Photo object pointing entries
▬▬▬▬▬▬▬▬▬▬

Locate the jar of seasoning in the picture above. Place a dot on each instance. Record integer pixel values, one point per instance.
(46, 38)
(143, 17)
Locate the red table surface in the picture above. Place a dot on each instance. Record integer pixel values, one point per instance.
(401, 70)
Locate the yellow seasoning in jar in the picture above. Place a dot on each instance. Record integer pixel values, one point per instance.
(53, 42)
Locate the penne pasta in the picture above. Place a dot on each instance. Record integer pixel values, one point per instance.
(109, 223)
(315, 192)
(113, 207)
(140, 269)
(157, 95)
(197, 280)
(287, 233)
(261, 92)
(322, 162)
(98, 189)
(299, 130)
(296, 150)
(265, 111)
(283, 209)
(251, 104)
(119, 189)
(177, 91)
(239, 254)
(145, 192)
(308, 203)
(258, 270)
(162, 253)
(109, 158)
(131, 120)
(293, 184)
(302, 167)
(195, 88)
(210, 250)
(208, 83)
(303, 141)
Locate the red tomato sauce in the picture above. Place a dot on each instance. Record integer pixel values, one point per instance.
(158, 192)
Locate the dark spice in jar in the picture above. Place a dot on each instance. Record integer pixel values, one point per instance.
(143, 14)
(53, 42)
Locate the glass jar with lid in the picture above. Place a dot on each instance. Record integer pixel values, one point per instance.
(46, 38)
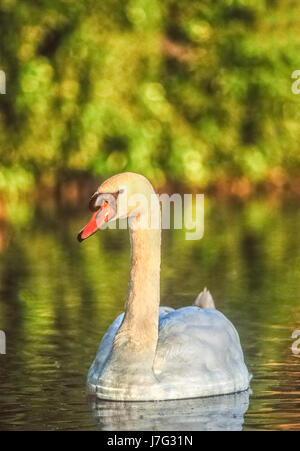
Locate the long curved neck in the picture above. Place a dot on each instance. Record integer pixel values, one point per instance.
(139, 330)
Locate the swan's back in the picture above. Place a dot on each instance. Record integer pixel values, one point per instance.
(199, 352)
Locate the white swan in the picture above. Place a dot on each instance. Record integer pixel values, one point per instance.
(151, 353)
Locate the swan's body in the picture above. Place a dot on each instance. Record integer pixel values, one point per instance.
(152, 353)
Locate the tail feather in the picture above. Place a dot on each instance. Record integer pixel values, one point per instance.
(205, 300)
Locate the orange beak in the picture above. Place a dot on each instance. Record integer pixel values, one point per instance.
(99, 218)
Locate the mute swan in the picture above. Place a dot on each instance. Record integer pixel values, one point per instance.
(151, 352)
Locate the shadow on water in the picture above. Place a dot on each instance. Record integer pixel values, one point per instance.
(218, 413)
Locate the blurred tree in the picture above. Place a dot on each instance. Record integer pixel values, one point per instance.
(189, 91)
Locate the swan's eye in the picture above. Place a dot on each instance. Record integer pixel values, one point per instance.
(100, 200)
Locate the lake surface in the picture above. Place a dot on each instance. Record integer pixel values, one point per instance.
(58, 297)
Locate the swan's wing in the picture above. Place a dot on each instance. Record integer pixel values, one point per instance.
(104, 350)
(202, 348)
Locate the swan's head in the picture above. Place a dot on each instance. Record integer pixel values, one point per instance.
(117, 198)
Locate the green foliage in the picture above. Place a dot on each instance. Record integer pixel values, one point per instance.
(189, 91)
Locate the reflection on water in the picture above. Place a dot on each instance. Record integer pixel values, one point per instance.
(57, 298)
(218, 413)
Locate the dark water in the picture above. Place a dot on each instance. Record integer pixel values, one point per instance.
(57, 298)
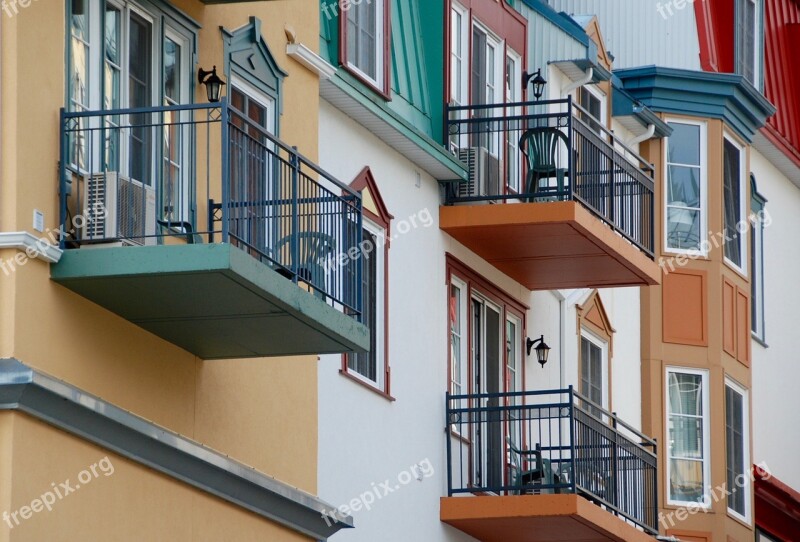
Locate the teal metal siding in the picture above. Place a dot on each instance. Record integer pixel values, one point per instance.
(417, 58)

▬▬▬▬▬▬▬▬▬▬

#### Stated exercise
Rewrite the entries starting at the line containing "Locate the shadow" and ending at the last line of the entries, keeping each request as it is and shifting every coordinate in the answers by adding 116 to it. Leave the pictures out of your answer.

#### Final answer
Locate the shadow on water in the picture above. Place a dot on each instance. Record integer pixel values, one point per instance.
(334, 529)
Locate the blurred tree in the picture above. Place a dot on each instance. Record integer pixel values, one point per instance.
(305, 207)
Locate the swan's eye in the picture above. Place a dot on each instance. Record integer pixel values, one point per instance.
(216, 316)
Locate the lake surface in the picture above. Place a dot on each instance. Record integer pixel values, one point per instance.
(174, 413)
Locate the swan's wing in the picture above. Place a dot on each instance. Record integer pixel values, one point per instance.
(220, 466)
(318, 464)
Locate the swan's head in the picture above. Place a dot on each instance. Record integer pixel values, one point per instance.
(233, 314)
Locate the green foliage in the picture above. Place a dot on each instance. Record integer pixel values, one point per instance.
(305, 207)
Locate the reflection on water in the picture above. Place a dot on each instance. Record integer pixel values, one point per instance.
(173, 414)
(334, 529)
Locate the dark water in the picture above. Place a dot on each instance. Record integer pixel values, one point per instance.
(173, 414)
Locate the teal metal siding in the picture above. Place a dot on each instance. Record integer pixel values, one point per instance.
(533, 174)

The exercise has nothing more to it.